◆ **PROBLEM TO SOLVE**: Once you find the line containing "point per instance: red berry" in the data below, copy it and each following line exactly, up to and including the line containing "point per instance: baby's", and nothing else.

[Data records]
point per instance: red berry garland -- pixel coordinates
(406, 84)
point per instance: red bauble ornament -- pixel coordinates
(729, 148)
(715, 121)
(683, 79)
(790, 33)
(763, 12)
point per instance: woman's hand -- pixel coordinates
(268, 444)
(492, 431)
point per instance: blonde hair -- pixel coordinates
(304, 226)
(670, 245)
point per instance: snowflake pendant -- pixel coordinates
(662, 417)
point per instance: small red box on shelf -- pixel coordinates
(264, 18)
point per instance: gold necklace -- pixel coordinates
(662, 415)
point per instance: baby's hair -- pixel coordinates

--

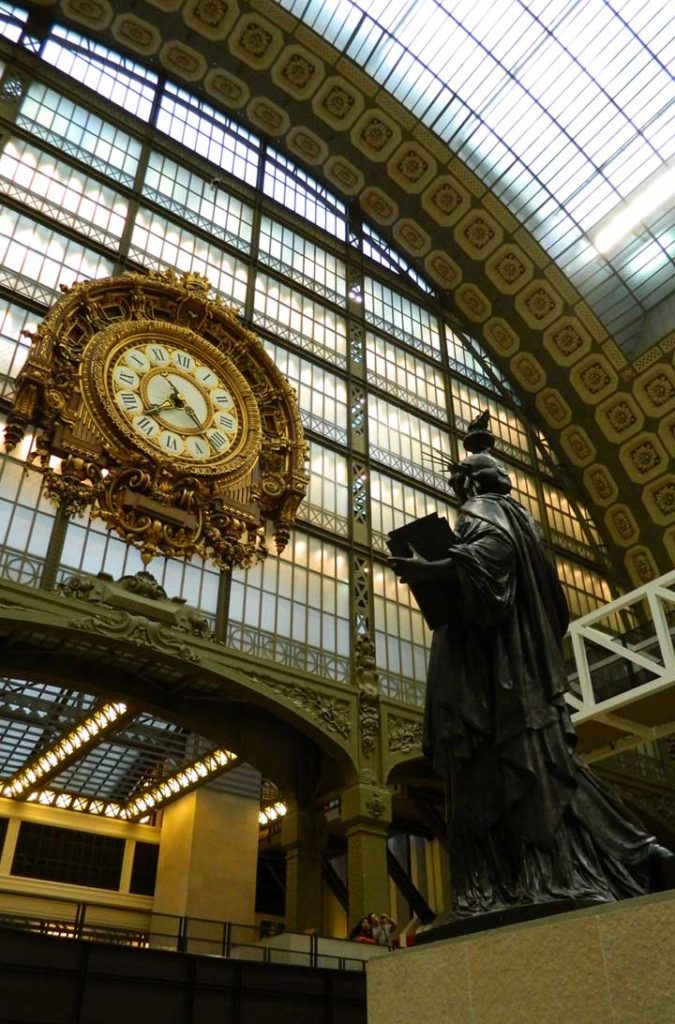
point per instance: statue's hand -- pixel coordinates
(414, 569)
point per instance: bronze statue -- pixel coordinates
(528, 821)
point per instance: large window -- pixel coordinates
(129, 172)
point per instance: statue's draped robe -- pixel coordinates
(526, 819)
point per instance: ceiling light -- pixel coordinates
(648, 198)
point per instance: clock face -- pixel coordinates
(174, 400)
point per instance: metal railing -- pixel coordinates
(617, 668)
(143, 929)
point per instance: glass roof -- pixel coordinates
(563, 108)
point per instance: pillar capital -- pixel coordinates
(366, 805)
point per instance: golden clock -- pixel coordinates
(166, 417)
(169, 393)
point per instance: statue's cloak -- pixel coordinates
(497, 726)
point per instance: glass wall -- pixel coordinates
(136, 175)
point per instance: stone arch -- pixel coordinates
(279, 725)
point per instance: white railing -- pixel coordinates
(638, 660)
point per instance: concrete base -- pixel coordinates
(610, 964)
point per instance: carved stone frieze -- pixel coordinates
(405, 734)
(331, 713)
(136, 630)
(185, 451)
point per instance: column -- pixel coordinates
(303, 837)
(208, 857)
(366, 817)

◆ **OUTPUT BELOW**:
point per instance: red berry garland -- pixel coordinates
(406, 84)
point per instance: red bauble ornament -- pixel coordinates
(729, 148)
(715, 121)
(683, 79)
(790, 33)
(763, 12)
point per instance: woman's hand -- pixel coordinates
(268, 444)
(492, 431)
point per instance: blonde hair -- pixel coordinates
(304, 226)
(670, 245)
point per instance: snowflake pendant -- pixel coordinates
(662, 417)
point per instance: small red box on shelf -- pixel coordinates
(264, 18)
point per instance: gold necklace -- pixel coordinates
(662, 415)
point per instance: baby's hair -- pixel coordinates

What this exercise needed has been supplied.